### [SOURCE PASSAGE]
Co-linearity - Biased and Inefficient

Co-linearity of regression predictors (often ‘multicollinearity’) is one of those topics where a lot of regression textbooks are Unhelpful, in part because they don’t think about the reasons for fitting a model. Their idea is, often, that you should examine diagnostics that tell you whether there is multicollinearity, and use these diagnostics to remove variables from your model.

Let us suppose we have two predictor variables \(X\) and \(Z\) and an outcome \(Y\), and that the models \[E[Y|X=x]=\beta_0+\beta_Xx\] and \[E[Y|X=x,Z=z]=\gamma_0+\gamma_Xx+\gamma_Zz\] are (approximately) correctly specified. We can write down relationships between the \(\beta\)s and \(\gamma\)s. For example, if \(\delta_{ZX}\) is the regression coefficient of \(Z\) on \(X\), then \(\beta_X=\gamma_X+\gamma_Z\delta_{ZX}\). Since we will typically not have \(\beta_X=\gamma_X\), if we’re interested in the coefficient of \(X\) we’d better hope that domain knowledge tells us whether we’re interested in \(\gamma_X\) or \(\beta_X\). Let us assume it does.

The Fisher information about \(\beta_X\) is the variance of \(X\) divided by the residual variance of \(Y\); you learn more about \(\beta_X\) when \(X\) varies a lot and when there isn’t much residual noise. The Fisher information about \(\gamma_X\), however, is the conditional variance of \(X\) given \(Z\), divided by the residual variance of \(Y\): in order to learn about \(\gamma_X\) you need \(X\) to vary separately from \(Z\).

### [WHAT IS NEEDED]
Continue the passage on regression co-linearity, beginning after its last sentence.

### [STORED DATA]
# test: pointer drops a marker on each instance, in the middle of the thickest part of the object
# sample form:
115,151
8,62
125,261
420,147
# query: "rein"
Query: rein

### [TASK RESPONSE]
If the correlation between \(X\) and \(Z\) is approximately zero, then \(\beta_X\approx\gamma_X\) and the information about \(\gamma_X\) is about the same as, or greater than, the information about \(\beta_X\). That’s the designed-experiment setting.

If the correlation is high, the information about \(\gamma_X\) may be much smaller than about \(\beta_X\), and the two coefficients may be quite different. In that setting, it matters a lot which model you decide to use. Collinearity diagnostics aren’t much help, because they don’t tell you whether you’re interested in \(\beta_X\) or \(\gamma_X\). What they tell you is that if you’re interested in \(\gamma_X\), it sucks to be you, because the data don’t provide much information about \(\gamma_X\). You don’t need colinearity diagnostics to tell you that; you can just look at an uncertainty interval. However tempting it might be, you can’t just react to a poor estimate of \(\gamma_X\) by pretending you always wanted to estimate \(\beta_X\) instead.

Prediction

The other possibility is that you’re not interested in the coefficients, just in prediction. When you want to do prediction, the strategy is to fit a whole bunch of models, probably with some sort of complexity penalty, and estimate the prediction error of each one. If the same correlation structure will be present when the models are used, you don’t have a problem. You might be tempted to use the correlation to reduce the set of predictors, but as Charles Dickens shows us, this requires domain knowledge

Annual income twenty pounds, annual expenditure nineteen nineteen and six, result happiness. Annual income twenty pounds, annual expenditure twenty pounds ought and six, result misery. – Mr Micawber, in David Copperfield

Even though income and expenditure are highly correlated, neither one separately will do anywhere near as well as the pair in predicting who ends up happy and who ends up in debtor’s prison.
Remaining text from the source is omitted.